[Your task]: Copy out exactly the lines from the one containing "Locate a point on each instance of the large green" to the end of the records below, both included, and nothing else.

[Excerpted records]:
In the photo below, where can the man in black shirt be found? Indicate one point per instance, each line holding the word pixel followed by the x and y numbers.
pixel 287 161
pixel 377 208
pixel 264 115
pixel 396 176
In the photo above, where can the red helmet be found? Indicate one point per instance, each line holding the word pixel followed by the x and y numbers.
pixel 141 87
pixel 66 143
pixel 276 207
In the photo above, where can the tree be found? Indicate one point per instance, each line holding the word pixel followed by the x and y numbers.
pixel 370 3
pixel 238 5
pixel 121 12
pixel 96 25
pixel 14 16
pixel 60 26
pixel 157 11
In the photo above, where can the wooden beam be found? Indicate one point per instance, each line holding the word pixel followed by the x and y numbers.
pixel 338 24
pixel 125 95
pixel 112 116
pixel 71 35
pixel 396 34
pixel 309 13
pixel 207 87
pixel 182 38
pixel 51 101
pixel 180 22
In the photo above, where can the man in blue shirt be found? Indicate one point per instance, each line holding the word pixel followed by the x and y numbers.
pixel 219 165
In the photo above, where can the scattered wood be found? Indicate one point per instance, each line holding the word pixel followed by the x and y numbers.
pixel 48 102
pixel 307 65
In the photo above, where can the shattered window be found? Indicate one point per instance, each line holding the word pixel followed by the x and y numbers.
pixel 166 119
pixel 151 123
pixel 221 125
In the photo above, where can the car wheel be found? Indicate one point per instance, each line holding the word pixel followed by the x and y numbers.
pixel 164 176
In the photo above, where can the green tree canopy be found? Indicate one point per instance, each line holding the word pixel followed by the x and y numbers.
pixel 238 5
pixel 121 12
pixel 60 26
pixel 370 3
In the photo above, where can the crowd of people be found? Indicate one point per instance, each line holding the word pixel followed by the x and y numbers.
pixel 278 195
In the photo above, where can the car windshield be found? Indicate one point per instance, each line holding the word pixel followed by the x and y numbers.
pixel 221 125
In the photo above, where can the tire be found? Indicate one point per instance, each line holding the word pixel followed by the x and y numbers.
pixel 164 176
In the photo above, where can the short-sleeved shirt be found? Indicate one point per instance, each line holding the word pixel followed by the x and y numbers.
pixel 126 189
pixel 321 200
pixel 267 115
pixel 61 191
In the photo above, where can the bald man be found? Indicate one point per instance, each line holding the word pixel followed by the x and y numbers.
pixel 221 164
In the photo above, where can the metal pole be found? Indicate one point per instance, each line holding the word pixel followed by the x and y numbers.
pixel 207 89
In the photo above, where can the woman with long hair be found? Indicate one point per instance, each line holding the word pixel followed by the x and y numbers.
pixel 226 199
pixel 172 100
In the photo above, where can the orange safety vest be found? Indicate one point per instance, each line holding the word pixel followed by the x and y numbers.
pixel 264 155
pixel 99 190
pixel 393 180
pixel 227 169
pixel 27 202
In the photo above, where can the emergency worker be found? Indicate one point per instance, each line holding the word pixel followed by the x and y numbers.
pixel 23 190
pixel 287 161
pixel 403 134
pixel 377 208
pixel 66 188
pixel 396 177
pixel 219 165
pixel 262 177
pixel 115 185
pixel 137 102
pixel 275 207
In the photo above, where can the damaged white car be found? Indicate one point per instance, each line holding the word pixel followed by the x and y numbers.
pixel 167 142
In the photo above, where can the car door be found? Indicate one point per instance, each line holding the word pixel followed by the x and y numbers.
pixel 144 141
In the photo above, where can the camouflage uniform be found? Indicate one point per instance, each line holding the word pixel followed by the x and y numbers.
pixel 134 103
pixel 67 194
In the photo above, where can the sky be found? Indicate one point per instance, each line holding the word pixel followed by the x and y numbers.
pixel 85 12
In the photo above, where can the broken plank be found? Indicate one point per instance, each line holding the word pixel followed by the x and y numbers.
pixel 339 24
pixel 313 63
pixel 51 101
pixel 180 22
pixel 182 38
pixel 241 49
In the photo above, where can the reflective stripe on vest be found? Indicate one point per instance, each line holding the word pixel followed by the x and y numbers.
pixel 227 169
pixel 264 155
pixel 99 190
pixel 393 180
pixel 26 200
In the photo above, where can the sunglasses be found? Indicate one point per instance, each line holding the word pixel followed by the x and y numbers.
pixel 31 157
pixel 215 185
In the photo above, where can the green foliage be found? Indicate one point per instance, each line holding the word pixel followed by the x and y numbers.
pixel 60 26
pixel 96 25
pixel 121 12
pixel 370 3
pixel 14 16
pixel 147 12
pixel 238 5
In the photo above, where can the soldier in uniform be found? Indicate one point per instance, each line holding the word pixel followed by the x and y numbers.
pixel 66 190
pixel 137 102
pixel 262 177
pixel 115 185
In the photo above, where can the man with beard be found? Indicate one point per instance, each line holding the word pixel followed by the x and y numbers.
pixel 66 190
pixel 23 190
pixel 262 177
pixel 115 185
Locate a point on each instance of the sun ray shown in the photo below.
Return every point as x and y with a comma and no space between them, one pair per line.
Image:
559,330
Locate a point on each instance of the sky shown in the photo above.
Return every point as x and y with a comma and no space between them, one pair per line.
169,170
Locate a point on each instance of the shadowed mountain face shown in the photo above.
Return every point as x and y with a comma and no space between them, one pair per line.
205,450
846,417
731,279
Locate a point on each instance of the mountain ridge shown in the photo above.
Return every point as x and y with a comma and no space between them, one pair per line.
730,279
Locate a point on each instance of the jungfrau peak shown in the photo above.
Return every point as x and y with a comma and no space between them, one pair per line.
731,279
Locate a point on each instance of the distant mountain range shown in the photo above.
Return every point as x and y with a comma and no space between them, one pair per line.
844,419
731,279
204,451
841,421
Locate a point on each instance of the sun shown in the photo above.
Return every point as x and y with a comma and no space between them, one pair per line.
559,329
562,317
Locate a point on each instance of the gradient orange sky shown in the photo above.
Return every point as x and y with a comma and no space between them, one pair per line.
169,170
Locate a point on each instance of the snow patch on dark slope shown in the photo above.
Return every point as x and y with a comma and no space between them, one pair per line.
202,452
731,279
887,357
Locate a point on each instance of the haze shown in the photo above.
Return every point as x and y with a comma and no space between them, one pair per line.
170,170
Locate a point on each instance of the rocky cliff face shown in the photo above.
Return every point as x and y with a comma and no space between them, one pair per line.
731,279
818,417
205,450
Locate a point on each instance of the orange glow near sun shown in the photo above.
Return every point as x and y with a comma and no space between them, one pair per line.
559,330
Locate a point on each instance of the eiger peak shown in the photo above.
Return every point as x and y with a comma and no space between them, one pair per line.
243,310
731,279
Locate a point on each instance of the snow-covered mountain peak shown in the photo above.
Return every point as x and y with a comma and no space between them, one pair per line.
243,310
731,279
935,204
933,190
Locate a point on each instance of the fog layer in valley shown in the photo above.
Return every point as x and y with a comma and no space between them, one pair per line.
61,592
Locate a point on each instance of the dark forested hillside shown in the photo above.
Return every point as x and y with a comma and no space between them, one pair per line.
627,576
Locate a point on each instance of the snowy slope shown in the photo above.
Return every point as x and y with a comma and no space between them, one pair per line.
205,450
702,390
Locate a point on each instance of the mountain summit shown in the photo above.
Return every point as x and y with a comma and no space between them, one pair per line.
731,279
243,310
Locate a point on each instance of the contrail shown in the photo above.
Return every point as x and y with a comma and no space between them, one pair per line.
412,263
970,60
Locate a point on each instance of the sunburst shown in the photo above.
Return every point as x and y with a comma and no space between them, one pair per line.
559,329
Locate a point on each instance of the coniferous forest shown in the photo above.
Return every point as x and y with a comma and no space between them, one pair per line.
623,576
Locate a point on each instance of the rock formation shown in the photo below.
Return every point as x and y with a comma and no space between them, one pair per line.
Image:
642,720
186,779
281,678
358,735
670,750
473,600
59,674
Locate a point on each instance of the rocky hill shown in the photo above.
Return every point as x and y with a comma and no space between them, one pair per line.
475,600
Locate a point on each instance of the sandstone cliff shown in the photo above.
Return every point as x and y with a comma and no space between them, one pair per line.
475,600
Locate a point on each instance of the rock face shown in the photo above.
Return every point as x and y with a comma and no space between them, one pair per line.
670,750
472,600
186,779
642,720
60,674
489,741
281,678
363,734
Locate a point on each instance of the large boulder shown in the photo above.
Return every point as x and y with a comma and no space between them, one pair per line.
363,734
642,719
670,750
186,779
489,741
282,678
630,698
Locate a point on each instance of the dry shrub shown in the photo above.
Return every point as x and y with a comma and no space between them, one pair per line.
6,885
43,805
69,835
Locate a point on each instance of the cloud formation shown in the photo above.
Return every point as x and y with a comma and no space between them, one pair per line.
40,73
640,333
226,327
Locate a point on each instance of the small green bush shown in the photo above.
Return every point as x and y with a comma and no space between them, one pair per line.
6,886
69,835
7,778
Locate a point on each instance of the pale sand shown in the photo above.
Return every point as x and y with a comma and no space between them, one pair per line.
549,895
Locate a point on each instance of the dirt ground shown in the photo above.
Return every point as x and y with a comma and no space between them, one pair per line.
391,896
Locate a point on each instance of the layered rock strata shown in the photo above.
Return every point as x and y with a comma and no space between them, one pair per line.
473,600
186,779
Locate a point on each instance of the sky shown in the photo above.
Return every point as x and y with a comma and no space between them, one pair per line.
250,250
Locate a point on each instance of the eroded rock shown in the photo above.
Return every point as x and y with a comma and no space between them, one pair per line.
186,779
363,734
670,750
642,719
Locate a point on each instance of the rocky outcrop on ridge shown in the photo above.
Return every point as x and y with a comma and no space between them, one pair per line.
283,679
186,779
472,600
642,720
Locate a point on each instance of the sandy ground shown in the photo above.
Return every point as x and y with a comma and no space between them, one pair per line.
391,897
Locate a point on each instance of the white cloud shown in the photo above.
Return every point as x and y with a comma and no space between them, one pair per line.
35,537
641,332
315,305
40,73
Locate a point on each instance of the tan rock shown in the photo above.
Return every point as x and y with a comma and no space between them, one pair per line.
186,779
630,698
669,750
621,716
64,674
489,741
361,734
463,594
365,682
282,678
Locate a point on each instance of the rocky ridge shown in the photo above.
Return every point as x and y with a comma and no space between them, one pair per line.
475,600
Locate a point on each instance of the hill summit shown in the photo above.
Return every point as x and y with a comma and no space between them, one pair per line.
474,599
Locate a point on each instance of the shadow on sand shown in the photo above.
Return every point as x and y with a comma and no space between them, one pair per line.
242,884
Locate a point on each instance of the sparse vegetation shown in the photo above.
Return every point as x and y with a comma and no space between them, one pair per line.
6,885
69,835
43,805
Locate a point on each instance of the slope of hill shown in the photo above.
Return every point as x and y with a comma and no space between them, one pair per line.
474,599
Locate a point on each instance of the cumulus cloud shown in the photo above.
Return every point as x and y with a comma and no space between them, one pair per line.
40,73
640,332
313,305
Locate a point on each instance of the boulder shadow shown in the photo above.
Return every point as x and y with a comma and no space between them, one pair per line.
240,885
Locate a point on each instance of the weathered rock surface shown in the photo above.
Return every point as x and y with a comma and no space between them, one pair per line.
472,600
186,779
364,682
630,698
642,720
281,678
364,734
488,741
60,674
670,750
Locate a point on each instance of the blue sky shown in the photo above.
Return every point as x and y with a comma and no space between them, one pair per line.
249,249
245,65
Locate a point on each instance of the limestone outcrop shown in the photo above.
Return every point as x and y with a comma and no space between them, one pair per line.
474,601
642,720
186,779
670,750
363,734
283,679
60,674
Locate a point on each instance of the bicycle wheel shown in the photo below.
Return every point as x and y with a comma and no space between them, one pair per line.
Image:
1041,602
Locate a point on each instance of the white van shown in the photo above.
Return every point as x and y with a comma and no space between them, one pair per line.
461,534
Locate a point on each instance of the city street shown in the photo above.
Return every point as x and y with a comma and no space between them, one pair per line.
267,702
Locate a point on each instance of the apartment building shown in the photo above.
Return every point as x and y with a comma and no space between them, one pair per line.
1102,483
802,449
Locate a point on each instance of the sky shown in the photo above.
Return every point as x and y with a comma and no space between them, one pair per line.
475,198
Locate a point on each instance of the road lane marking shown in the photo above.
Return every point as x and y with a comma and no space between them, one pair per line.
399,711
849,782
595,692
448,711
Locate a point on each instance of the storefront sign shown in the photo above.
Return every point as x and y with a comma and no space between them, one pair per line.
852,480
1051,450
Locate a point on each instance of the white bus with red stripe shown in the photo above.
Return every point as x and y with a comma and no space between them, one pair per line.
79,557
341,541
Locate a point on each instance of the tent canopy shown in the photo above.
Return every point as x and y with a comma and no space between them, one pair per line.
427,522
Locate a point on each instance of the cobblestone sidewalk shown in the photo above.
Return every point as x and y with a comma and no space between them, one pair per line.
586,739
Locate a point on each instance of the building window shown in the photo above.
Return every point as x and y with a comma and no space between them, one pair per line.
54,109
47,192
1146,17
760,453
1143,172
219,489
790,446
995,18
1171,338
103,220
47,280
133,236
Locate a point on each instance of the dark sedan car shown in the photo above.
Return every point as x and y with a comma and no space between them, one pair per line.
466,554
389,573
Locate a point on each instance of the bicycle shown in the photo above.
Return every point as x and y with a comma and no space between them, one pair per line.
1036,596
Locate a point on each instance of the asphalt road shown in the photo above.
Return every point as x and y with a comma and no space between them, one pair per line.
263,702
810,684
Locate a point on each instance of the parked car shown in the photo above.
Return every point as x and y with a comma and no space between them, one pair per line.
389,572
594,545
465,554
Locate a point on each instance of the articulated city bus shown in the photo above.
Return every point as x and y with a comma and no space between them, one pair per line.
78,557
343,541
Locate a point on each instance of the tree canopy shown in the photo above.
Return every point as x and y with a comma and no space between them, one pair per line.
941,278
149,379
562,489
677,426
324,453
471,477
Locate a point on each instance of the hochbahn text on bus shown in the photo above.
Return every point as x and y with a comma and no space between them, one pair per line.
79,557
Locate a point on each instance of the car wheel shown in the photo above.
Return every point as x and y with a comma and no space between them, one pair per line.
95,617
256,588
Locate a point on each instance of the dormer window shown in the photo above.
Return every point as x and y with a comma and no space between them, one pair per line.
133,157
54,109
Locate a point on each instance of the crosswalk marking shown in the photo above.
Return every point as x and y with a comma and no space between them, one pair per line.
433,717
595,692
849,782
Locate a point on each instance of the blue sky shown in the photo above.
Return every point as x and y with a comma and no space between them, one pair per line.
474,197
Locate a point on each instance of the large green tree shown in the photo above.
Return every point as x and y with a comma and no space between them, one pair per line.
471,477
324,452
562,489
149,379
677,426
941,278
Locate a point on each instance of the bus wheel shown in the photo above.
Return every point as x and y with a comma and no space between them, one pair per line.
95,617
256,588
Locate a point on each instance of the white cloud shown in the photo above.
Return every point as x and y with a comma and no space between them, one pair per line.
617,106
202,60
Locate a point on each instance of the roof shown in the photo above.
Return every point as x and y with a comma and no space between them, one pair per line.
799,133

[Answer to this exercise]:
Locate a point on each instance of the large green tree shown in the photo above.
Return every point as x and y with a comma and no space between them, one pair per line.
471,477
324,452
562,489
149,379
677,426
941,278
Locate a point on each instance of the bus wheel shown in the photo above.
Return every point as x and y with a comma and no space between them, one pair per line.
95,617
256,588
Locate a point on each instance of the white cloud shown in the photo above.
Return every point as x and y with a comma and no space between them, one pair per line.
617,106
202,60
Locate a point on each instance of the roof shown in the photo above.
Return every point as x and y with a comma and no space between them, one pair per line.
799,133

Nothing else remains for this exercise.